** start RAW RECORDS **
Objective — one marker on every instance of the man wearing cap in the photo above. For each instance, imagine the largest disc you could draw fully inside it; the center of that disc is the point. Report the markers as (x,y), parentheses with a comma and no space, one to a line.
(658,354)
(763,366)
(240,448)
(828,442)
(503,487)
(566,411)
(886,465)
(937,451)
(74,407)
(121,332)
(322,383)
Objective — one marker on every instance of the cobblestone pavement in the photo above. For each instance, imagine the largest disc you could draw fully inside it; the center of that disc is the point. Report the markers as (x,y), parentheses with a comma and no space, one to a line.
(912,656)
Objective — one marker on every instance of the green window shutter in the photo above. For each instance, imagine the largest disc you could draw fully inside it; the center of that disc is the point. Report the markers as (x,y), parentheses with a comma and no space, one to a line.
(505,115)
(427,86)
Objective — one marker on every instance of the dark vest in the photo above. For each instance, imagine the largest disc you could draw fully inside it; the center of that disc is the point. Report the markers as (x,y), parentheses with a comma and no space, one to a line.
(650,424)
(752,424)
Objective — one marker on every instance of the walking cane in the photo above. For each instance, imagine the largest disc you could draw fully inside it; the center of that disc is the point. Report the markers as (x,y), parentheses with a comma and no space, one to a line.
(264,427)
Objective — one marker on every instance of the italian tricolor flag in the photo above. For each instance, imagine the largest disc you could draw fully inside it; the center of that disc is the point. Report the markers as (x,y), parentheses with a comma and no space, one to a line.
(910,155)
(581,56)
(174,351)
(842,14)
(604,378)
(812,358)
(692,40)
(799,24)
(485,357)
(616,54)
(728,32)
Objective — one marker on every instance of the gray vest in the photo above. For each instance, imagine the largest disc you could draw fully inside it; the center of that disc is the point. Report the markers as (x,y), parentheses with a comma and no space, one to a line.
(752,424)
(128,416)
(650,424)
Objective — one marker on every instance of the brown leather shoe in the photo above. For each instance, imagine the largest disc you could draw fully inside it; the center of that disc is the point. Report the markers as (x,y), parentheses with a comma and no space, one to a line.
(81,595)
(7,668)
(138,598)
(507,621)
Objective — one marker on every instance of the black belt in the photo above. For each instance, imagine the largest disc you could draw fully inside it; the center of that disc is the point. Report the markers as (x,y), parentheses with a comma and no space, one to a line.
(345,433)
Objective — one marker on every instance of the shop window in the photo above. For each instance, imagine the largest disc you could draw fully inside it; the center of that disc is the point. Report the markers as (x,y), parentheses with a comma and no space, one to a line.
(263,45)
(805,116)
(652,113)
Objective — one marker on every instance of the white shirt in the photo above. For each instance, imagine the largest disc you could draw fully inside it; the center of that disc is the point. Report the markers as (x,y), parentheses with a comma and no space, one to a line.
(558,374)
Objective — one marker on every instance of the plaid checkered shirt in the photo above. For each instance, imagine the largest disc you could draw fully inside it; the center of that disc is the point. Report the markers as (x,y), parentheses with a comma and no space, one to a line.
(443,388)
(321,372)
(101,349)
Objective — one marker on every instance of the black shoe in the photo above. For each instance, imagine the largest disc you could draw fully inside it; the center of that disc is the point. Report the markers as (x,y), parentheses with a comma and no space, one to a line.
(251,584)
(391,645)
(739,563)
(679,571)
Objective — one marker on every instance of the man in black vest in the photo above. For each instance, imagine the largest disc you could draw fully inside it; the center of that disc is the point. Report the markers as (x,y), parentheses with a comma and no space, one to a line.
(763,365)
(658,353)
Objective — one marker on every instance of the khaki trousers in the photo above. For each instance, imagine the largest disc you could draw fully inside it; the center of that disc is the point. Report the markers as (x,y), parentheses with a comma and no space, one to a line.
** end RAW RECORDS **
» **WHAT NEEDS TO BE DONE**
Output the full listing exactly as it stands.

» **WRITTEN REPLY**
Objective — one marker on every instance of the man wearing cap in the photo above. For each instance, imagine the largest disc you could draw fully inside it; the center of that disc is the point. Report the markers as (x,y), parentheses with a comma and no space, one to a line.
(658,354)
(763,366)
(240,448)
(828,442)
(503,487)
(566,411)
(886,465)
(937,451)
(74,407)
(121,332)
(322,383)
Objective — one marker on every instance of the cobblestone pavement in the photo above. For each instance, imagine the largest disc you could draw fully inside it; the center of that disc is the point. Report the markers as (x,y), parentheses with a comma and no space, one to a line.
(912,656)
Objective — one marker on every instance of the green window shutter in the photo above. For each instance, imagine the largest disc you could draw fully inside it; the center of that disc is the point. Report the markers as (x,y), parentheses with a comma and no space, one to a line.
(505,115)
(427,86)
Objective — one marker on every instance of the dark vest in the photo above. For each instance, imagine the largest disc you could draw fully inside it; the center of that disc is the point. Report the markers as (x,y), parentheses with a comma and no space, one to a line.
(650,424)
(752,424)
Objective — one marker on every instance of the walking cane in the photo above. For each instance, imagine the largest disc you could draw fully inside it; the center of that disc is the point. Report the markers as (x,y), parentheses with a comma and no space, one to a line.
(264,427)
Objective — one marker on every instance of the italian tricolor flag in the photo above. For each instance, imagine the largest disc you could draw fully inside it; the center of that disc is the point. Report the markers as (x,y), parentheses with a comma and no space, one to a line.
(910,155)
(581,56)
(174,351)
(842,14)
(604,378)
(812,358)
(692,40)
(799,24)
(485,357)
(616,54)
(728,32)
Objective — one marker on every instance of the gray vest in the photo above. For each instance, imagine the largest disc you could draw fully inside it; the center of that disc is the point. Report the markers as (x,y), parentheses with a comma and no space, one to a line.
(752,424)
(128,416)
(650,424)
Objective — one marker on every instance of the brown leather shoe in the photo above. For each instance, imagine the largest disc you could draw fully inside it; the center of that disc is the point. Report the markers as (x,y), parentheses with a comma and no space, one to a line.
(81,595)
(7,668)
(138,598)
(507,621)
Objective — one marker on every instance of the black belt in the photo above. For each instance, imagine the largest disc you could draw fully inside it; the center of that disc is the point. Report the markers as (x,y), parentheses with a comma and no space, one to a line.
(345,433)
Objective — one marker on every instance of the shop window in the photo above. For each instance, imagine the largest disc you could draw fully inside it; the center of that disc is the point. Report the markers as (x,y), parentheses with a comma and no space, one to a line.
(263,45)
(805,116)
(652,113)
Objective — one marker on every instance of the white shirt in the photo above. For each instance, imagine the largest disc you could draw fully inside it; the center of that disc is the point. Report the markers as (x,y), parentheses with a comma and no space, one to a line.
(558,374)
Objective — one marker on every instance of the plaid checkered shirt in the photo above. For each instance, imagine the largest disc you could draw fully inside it; the center of that disc is the point. Report the markers as (x,y), parentheses with a comma and no space, one to a line.
(443,388)
(321,372)
(101,349)
Objective — one marker on every instance of the black shoe in the photo above. For each instance, imagine the largest disc you could draw fully inside it; the center of that disc is the point. Report the markers as (x,y), parentheses with a comma and no space, one to a line.
(251,584)
(391,645)
(739,563)
(679,571)
Objective — one marker on every instance of the man in black vest in the photo above. For each instance, imagine the largest disc you could draw fully inside it; the center of that disc is the point. Report the markers as (x,y), parentheses with a comma and no space, one to a line.
(763,365)
(658,353)
Objective — one marker on every instance of the khaki trousers in the photo above. For each instance, imagine the largest disc you could draw fully inside it; the center of that disc is the point. Report the markers as (x,y), parentheses with a comma and no space, one to a line.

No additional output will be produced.